> [Instructions]
1. In the passage on Théel's early life, what did he name the sea cucumber he discovered?
2. Pick up the biography of Johan Hjalmar Théel after its final sentence and continue it.

> [Passage shown]
══════════════════════════════
Johan Hjalmar Théel (14 June 1848 – 20 July 1937) was a Swedish zoologist and university professor.

== Early life ==
Théel was born on 14 June 1848 in Säter, Sweden. He used to go on hunting trips along the coast of Norway in his youth and became fascinated by the plants and animals he encountered, especially the marine life. He met the zoologist Sven Ludvig Lovén who sparked his interest in sipunculid or peanut worms, especially the genus Phascolion. He studied at Uppsala University and Phascolion was the subject for his thesis, written in 1875. He was also an artist and included his own illustrations in his published articles. In 1875, he accompanied the explorer Adolf Erik Nordenskiöld to the mouth of the Yenisei River in an attempt to find the Northeast Passage. He joined him on a similar voyage the following year and discovered a sea cucumber new to science, which he named Elpidia glacialis. He was inducted into the Royal Swedish Academy of Sciences in 1884.
══════════════════════════════
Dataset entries
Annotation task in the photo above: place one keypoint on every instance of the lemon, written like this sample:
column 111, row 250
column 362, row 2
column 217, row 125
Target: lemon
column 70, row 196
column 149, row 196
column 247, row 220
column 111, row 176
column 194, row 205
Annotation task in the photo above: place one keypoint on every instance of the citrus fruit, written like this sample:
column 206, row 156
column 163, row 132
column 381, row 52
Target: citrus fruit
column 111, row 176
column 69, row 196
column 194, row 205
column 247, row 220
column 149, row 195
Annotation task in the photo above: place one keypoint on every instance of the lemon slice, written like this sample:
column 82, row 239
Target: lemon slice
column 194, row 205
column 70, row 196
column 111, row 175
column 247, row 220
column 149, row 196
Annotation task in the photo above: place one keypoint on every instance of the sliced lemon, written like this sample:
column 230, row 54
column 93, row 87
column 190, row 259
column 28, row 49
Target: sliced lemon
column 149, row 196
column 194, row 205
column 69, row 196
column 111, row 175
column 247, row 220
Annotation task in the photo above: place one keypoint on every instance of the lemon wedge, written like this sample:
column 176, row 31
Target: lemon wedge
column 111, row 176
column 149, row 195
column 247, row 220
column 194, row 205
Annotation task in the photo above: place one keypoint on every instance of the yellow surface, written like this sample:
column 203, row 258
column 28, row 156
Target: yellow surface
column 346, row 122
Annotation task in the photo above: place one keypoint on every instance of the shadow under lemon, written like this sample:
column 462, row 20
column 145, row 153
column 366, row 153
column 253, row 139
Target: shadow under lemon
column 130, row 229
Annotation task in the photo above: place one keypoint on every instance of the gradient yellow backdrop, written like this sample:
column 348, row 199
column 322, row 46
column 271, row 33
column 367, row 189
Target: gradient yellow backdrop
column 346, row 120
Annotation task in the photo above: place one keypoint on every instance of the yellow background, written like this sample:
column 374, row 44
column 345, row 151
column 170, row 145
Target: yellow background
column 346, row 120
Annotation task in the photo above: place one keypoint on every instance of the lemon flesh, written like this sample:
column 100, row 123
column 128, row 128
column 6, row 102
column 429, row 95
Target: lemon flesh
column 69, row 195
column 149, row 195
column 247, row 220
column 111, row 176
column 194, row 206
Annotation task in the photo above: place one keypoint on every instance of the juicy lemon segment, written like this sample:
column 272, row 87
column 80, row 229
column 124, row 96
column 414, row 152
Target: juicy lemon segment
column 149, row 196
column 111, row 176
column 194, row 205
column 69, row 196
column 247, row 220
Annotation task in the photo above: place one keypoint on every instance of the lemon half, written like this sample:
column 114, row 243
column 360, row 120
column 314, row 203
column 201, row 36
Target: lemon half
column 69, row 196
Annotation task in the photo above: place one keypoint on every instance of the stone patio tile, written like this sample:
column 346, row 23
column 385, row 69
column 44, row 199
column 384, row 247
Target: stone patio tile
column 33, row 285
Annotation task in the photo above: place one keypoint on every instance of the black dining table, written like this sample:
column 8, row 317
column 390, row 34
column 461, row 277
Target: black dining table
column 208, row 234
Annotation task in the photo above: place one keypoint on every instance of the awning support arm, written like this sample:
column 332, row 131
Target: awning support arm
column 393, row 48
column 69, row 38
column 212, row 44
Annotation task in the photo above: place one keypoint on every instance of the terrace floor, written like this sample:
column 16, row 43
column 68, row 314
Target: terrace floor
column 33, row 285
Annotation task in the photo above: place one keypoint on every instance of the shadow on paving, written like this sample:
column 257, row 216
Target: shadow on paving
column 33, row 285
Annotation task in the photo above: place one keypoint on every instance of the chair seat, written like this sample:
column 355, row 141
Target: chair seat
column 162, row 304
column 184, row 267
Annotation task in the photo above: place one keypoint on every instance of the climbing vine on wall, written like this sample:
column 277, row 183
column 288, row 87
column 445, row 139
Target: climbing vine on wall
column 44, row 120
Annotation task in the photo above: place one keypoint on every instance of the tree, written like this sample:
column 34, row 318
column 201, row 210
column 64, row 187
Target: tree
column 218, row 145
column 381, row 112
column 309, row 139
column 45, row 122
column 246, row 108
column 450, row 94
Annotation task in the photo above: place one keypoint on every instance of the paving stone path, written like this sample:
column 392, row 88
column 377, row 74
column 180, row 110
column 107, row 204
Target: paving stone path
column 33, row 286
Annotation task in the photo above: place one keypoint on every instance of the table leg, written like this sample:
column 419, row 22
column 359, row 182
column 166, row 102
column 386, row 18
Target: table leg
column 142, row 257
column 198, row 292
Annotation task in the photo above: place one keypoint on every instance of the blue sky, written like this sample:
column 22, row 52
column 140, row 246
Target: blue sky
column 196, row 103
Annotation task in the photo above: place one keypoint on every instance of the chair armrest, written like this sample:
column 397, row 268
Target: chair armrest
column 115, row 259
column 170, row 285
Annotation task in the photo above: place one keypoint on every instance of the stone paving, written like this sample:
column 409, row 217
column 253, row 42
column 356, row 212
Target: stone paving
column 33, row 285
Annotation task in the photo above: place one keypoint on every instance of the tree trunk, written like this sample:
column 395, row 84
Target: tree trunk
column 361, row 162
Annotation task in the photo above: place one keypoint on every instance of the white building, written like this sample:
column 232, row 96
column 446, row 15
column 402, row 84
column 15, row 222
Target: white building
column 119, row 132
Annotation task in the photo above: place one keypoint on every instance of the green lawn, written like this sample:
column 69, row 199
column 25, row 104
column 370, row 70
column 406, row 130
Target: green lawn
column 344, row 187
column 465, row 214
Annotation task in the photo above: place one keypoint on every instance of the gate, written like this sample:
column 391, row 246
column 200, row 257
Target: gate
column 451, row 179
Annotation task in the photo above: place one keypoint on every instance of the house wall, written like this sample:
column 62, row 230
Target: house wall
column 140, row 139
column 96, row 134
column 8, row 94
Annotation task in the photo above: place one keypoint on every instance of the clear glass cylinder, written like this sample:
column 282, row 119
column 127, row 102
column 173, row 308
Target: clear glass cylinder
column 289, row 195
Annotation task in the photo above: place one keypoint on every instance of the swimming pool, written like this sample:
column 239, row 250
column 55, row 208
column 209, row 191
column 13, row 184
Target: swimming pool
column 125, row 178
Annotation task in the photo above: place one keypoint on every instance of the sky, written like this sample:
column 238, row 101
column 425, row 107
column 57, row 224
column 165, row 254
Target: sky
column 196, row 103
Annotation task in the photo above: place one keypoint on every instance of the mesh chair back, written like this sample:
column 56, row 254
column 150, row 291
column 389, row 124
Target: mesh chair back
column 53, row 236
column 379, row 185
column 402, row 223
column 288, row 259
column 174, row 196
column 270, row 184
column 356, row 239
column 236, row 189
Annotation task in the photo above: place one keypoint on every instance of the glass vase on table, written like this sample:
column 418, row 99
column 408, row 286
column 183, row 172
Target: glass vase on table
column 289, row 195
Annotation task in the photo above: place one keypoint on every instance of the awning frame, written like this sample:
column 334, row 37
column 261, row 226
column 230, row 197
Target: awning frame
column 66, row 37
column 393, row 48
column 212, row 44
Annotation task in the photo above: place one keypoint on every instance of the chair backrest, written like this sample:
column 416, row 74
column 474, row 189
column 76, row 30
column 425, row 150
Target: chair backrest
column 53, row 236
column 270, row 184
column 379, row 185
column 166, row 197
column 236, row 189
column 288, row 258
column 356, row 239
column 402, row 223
══════════════════════════════
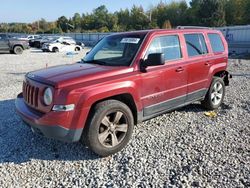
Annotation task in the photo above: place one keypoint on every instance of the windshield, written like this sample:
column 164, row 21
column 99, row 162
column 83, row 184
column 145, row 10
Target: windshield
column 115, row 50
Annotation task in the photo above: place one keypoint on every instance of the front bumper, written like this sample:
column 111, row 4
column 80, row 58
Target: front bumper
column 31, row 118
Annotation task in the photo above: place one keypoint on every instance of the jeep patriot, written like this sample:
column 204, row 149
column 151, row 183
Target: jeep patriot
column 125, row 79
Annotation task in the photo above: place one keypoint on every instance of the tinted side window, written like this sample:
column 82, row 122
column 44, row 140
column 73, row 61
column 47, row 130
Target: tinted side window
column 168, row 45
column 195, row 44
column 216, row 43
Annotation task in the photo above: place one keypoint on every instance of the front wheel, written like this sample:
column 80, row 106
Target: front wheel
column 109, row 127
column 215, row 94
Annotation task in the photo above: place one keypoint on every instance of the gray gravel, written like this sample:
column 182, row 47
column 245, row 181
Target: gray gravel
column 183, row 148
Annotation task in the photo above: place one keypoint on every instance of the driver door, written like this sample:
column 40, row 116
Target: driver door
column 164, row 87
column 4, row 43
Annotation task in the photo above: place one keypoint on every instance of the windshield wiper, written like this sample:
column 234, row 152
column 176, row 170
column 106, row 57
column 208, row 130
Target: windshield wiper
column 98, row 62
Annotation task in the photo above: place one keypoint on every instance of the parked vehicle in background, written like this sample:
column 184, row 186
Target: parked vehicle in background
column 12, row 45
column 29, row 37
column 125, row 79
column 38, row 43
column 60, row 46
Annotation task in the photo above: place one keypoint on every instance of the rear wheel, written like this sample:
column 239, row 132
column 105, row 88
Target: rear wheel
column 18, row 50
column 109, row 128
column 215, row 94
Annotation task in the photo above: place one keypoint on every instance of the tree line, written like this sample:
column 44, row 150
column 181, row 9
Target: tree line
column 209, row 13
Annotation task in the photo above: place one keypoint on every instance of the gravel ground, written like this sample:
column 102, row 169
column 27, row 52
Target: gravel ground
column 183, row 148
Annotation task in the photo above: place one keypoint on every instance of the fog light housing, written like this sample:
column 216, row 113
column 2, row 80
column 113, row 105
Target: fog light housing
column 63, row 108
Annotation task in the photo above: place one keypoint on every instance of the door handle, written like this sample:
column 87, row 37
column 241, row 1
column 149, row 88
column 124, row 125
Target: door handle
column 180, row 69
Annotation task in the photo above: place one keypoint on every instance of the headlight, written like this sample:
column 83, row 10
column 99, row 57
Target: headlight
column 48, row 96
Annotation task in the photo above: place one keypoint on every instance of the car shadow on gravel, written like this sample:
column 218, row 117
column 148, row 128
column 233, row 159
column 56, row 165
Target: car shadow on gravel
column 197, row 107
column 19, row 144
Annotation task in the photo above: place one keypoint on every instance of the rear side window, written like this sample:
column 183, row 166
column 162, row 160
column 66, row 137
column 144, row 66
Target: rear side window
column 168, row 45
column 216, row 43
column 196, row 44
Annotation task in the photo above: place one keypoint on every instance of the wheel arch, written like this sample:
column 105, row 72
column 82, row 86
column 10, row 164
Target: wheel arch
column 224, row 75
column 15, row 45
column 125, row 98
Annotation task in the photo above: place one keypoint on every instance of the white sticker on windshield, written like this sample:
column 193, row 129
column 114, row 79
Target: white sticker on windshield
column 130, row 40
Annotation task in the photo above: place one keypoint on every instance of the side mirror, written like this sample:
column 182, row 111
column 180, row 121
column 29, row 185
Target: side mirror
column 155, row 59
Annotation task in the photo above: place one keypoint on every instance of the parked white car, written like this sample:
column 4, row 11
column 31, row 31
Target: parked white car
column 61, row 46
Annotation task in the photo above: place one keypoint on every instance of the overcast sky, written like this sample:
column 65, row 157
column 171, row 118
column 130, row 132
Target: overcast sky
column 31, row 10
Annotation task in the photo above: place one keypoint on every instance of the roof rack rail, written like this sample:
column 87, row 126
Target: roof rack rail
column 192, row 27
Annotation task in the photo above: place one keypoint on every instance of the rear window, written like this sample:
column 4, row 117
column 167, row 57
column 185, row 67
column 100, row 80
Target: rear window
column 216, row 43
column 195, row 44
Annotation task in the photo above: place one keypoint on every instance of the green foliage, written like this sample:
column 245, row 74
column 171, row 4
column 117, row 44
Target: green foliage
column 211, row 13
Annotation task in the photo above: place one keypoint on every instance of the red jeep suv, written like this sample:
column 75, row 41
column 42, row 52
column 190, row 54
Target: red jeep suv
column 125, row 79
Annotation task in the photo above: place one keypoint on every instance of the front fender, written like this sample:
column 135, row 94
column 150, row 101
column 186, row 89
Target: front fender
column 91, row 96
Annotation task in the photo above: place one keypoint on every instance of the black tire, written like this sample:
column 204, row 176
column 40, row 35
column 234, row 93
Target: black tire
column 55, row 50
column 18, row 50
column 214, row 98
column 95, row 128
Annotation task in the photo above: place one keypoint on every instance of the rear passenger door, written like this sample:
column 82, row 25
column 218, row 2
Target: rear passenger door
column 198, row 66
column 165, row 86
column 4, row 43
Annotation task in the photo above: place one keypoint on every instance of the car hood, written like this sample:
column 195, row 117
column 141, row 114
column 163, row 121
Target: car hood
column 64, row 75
══════════════════════════════
> [Results for each task]
1. Elpidia glacialis

2.
== Career ==
Théel became a lecturer at Uppsala University and was appointed professor of zoology in 1889. He was curator of the invertebrate department of the Swedish Museum of Natural History from 1892 to 1916 and was involved in cataloguing the large collection of northern and Arctic marine invertebrates. He also became director of the Kristinebergs Zoological Station at Fiskebäckskil in 1892, remaining in this post until 1908.

Théel was asked to classify the sea cucumbers, class Holothuroidea, that had been collected during the Challenger expedition, a British scientific expedition that investigated the deep sea and its fauna. He published his findings in the "Report on the Scientific Results of the Exploring Voyage of HMS Challenger 1873–76". His report came in two parts. The first (1881) deals with the order Elasipodida and is fundamental to the knowledge of this group, and the second (1885) covers other holothurians. Théel died on 20 July 1937 in Stockholm, Sweden.